(提供テキスト):
2017年05月26日 | 小説レビュー
〜国家の経済政策を決定する高級官僚たち――通産省を舞台に、政策や人事をめぐる政府・財界そして官僚内部のドラマを捉えた意欲作。


昭和30年代の、まさに「高度経済成長期」に入る頃の日本の通産官僚たちの熱い闘いぶりを描いた作品です。

『ミスター通産省』と呼ばれた実在の人物をモデルに書かれた、半ノンフィクションという感じですかね?

それだけに、ドラマチック過ぎる展開や大どんでん返しもありませんし、キャラクターを描くことに注力しすぎて、ややストーリーの深さや厚みに欠けます。

世界一優秀だといわれて久しい日本の官僚たちですが、時代は違えども、こんなにも命を削って仕事をしているんだな、と思わされます。

主人公のキャラクターが破天荒過ぎて「もうちょっと上手にやったらええのに」と、ハラハラ、イライラします。

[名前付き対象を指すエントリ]

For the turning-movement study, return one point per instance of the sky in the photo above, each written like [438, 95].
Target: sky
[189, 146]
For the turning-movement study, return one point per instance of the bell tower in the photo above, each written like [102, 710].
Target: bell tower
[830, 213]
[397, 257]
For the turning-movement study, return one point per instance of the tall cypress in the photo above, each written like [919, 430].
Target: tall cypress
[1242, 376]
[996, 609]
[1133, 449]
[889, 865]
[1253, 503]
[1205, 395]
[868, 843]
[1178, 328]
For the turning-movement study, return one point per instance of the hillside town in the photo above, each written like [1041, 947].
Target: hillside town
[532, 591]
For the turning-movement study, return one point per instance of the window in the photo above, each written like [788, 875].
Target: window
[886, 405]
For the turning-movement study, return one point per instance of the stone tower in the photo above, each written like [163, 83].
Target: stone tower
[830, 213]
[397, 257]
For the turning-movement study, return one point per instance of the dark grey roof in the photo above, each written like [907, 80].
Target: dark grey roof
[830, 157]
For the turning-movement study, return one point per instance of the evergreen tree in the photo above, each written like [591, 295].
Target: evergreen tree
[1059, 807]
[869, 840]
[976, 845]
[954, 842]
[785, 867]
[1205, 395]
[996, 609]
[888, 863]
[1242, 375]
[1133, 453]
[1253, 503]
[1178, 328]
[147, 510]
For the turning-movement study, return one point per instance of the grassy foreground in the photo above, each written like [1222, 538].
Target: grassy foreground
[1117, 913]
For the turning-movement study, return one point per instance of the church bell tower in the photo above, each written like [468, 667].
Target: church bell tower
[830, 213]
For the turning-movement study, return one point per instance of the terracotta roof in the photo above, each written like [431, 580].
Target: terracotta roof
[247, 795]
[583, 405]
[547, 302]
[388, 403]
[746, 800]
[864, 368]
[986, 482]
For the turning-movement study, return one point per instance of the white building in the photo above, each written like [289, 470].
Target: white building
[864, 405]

(課題):
通産官僚を描いた小説のレビューをもとに、次の問いに答えてください。
1. 作品は昭和何年代の官僚たちを描いていますか。
2. 作品のモデルになった実在の人物は何と呼ばれていましたか。
3. 作品の舞台になっている省はどこですか。
答えはこの小説レビューだけを根拠にしてください。

(この課題の答え):
1. 昭和30年代
2. 『ミスター通産省』
3. 通産省